▸ PASSAGE
··········
Closed viric closed 8 years ago
I was worried the indexes would have been extremely big, I wanted something light to be used everywhere. The kiwix project is providing zim with indexes but the specs were not public at the time I was writing gozim, we could maybe give it a look again.
Well, indices may be big depending on the size of the zim you index. I don't want it for the English Wikipedia, definitely. :) But for some wiktionaries, it would be great.
Makes sense, it means we need to extract the html then feed it to the indexer. I keep the ticket open.
give a look to ea9b7c39cb1d13bd8bf19ba4dc4e2a16bab52f14.
Note that I had to decreade batch very low cause of memory consumption:
gozimindex -lang fr -batchsize 50 -content -path ../../wikinews_fr_all_nopic_2015-11.zim -index ../../wikinews_fr_all_nopic_2015-11.idx
The resulting index is 220M for a 20M zim file but it's working :) probably needs more optim here
A few comments:
Sounds like good news, thanks for the tip.
I think that you always think of ZIM files of several GB, and indexed full-text-search (FTS). I think that it'd be nice if there were a solution of a slow FTS, just unpacking every article on search request.
That be slow... fine. But that's much better (for me, who thinks in dictionaries of ~20MB) than having no FTS at all.
For me, one thing is having FTS, and the other is having an indexed-FTS (faster but much more complicated). But bleve masters might know how to implement it easily.
@viric did you try my last commit? It's an indexed FTS. Should work for small zim files.
If you have some difficulties building it, I may create binaries.
··········
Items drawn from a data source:
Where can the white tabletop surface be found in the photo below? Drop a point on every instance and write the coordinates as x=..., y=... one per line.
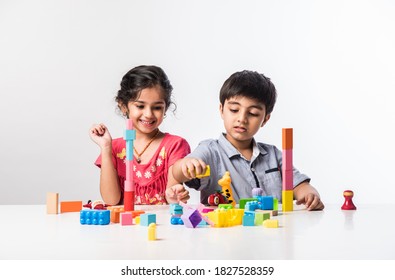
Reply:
x=27, y=232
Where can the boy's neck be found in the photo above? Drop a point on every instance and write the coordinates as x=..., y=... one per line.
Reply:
x=244, y=147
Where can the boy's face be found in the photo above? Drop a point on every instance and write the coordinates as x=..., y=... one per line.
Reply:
x=242, y=118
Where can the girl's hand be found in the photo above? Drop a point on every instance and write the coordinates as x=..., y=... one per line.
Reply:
x=100, y=135
x=191, y=167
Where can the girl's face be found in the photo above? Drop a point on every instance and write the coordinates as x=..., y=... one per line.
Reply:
x=242, y=117
x=147, y=112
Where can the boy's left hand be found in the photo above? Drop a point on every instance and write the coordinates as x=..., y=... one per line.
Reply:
x=177, y=193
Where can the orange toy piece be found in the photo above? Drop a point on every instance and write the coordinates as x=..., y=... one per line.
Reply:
x=225, y=183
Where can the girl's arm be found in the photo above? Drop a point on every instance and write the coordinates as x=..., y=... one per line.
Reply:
x=175, y=191
x=109, y=184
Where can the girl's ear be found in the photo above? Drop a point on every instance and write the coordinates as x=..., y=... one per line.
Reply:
x=124, y=109
x=267, y=118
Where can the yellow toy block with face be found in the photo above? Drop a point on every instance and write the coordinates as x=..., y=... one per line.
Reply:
x=225, y=183
x=205, y=174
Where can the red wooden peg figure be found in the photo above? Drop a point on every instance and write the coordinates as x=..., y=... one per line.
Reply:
x=348, y=204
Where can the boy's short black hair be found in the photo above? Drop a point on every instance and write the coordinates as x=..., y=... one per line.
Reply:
x=250, y=84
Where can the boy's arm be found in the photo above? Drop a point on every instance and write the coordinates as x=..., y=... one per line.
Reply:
x=306, y=194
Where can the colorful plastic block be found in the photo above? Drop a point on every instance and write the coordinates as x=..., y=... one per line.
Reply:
x=287, y=160
x=287, y=201
x=175, y=209
x=288, y=180
x=270, y=223
x=52, y=203
x=176, y=220
x=70, y=206
x=146, y=219
x=287, y=138
x=267, y=202
x=94, y=217
x=225, y=183
x=248, y=219
x=191, y=217
x=243, y=201
x=126, y=219
x=152, y=232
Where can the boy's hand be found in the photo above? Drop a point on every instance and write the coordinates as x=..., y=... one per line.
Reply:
x=100, y=135
x=177, y=193
x=311, y=201
x=191, y=167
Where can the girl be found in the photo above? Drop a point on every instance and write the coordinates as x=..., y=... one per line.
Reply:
x=144, y=97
··········
▸ WRITTEN TASKS
1. How large is the resulting index for the 20M zim file in the thread?
2. Does each statement agree with the thread? (a) The specs for kiwix zim files with indexes were public when gozim was being written. (b) One participant does not want an index for the English Wikipedia. (c) The last commit is described as suited to small zim files.
3. Please reproduce everything in the thread from "That be slow..." down to "implement it easily.".

▸ WRITTEN ANSWERS
1. 220M

2.
(a) No: "the specs were not public at the time I was writing gozim"
(b) Yes: "I don't want it for the English Wikipedia, definitely."
(c) Yes: "Should work for small zim files."

3.
That be slow... fine. But that's much better (for me, who thinks in dictionaries of ~20MB) than having no FTS at all.
For me, one thing is having FTS, and the other is having an indexed-FTS (faster but much more complicated). But bleve masters might know how to implement it easily.